● **Provided text**
###

23 May 2011

Turks & Caicos Islanders Reject British-drafted constitution


by Richard Green
fp Turks and Caicos

Frustrated Turks and Caicos Islanders who attended public meetings this week overwhelming rejected nearly all proposed changes to the U.K. overseas territory’s 2006 Constitution, many demanding that no changes be made.

However, it remains to be seen if the new coalition U.K. government will reverse its requirement that a new Constitution be in place before the government is returned to local rule. The current timetable is for the Privy Council to receive a new Constitution for approval in July.

Four representatives from the Foreign and Commonwealth Office got a raucous welcome May 16 from more than 200 people crammed into the Community Fellowship Centre on Leeward Highway on Providenciales.

“Every time I open my mouth, you shout me down,” FCO constitutional advisor Ian Hendry said at one point while trying to answer a question during the nearly four-hour public consultation.

Many speakers from all walks of life vented their frustration over British rule since the 2006 Constitution was suspended in 2009, even some who supported the action. They are upset that the FCO refused to include local politicians and Belongers in negotiations to draft changes to the Constitution, and they question whether public consultation will make any difference.

They are not encouraged by the fact that very few objections and suggestions given to Constitution advisor Kate Sullivan during her consultations made it into the March 4 draft now being considered.

Despite all the cheering, jeering and often off-topic comments and speeches at the Providenciales meeting, the FCO team got the message loud and clear that the people especially oppose increasing the power of the governor, changing the way to obtain Belongership and altering the method of electing members to the House of Assembly.

Some accused the former Gov. Richard Tauwhare and the FCO of being just as responsible for alleged corruption and problems as former ministers now under investigation. They questioned the wisdom of giving more power to governors, who come and go every three years and may not have the country’s best interests at heart.

The 2006 Constitution gave most power to local ministers, requiring the governor to go along with ministers in most cases. After Sir Robin Auld said in his 2009 Commission of Inquiry report that the Constitution need strengthening to prevent future problems, the U.K. government hired Sullivan to revise the 2006 Constitution to do just that.

###

● **Information shown**

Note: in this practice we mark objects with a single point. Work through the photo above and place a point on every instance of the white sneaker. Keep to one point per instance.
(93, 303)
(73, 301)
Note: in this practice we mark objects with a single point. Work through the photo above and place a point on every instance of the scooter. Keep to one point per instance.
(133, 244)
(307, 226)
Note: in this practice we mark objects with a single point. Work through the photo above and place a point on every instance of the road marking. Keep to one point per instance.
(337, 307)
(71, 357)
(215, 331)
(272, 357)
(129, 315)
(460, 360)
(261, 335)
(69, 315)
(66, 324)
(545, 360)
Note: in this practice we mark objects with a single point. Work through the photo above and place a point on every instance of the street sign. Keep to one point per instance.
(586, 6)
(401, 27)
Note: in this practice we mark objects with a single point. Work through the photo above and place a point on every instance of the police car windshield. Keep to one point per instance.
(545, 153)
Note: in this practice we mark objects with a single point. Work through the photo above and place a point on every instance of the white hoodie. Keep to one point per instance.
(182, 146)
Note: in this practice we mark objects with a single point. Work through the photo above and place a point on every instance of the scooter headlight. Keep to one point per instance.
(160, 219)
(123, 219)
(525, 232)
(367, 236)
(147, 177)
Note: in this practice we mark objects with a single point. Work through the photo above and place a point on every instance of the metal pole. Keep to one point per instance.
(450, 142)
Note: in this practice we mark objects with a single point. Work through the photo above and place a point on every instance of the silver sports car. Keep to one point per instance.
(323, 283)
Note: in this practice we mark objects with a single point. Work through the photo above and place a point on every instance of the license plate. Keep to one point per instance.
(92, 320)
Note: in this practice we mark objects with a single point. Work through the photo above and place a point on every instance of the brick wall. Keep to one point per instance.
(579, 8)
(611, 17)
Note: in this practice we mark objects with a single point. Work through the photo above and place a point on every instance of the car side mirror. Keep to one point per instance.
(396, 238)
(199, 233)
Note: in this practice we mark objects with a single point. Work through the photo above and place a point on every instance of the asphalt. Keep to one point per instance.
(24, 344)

###

● **Task instructions**
1. Change "raucous" to "noisy" in the article on the Turks and Caicos constitution, then give everything from "Frustrated Turks and" down to "four-hour public consultation." with that single substitution made.
2. Copy out the rows word for word, everything from the row containing "wall. Keep to one point per instance." down to the last of the rows.

● **Full answers**
1.
Frustrated Turks and Caicos Islanders who attended public meetings this week overwhelming rejected nearly all proposed changes to the U.K. overseas territory’s 2006 Constitution, many demanding that no changes be made.

However, it remains to be seen if the new coalition U.K. government will reverse its requirement that a new Constitution be in place before the government is returned to local rule. The current timetable is for the Privy Council to receive a new Constitution for approval in July.

Four representatives from the Foreign and Commonwealth Office got a noisy welcome May 16 from more than 200 people crammed into the Community Fellowship Centre on Leeward Highway on Providenciales.

“Every time I open my mouth, you shout me down,” FCO constitutional advisor Ian Hendry said at one point while trying to answer a question during the nearly four-hour public consultation.

2.
Note: in this practice we mark objects with a single point. Work through the photo above and place a point on every instance of the brick wall. Keep to one point per instance.
(579, 8)
(611, 17)
Note: in this practice we mark objects with a single point. Work through the photo above and place a point on every instance of the car side mirror. Keep to one point per instance.
(396, 238)
(199, 233)
Note: in this practice we mark objects with a single point. Work through the photo above and place a point on every instance of the asphalt. Keep to one point per instance.
(24, 344)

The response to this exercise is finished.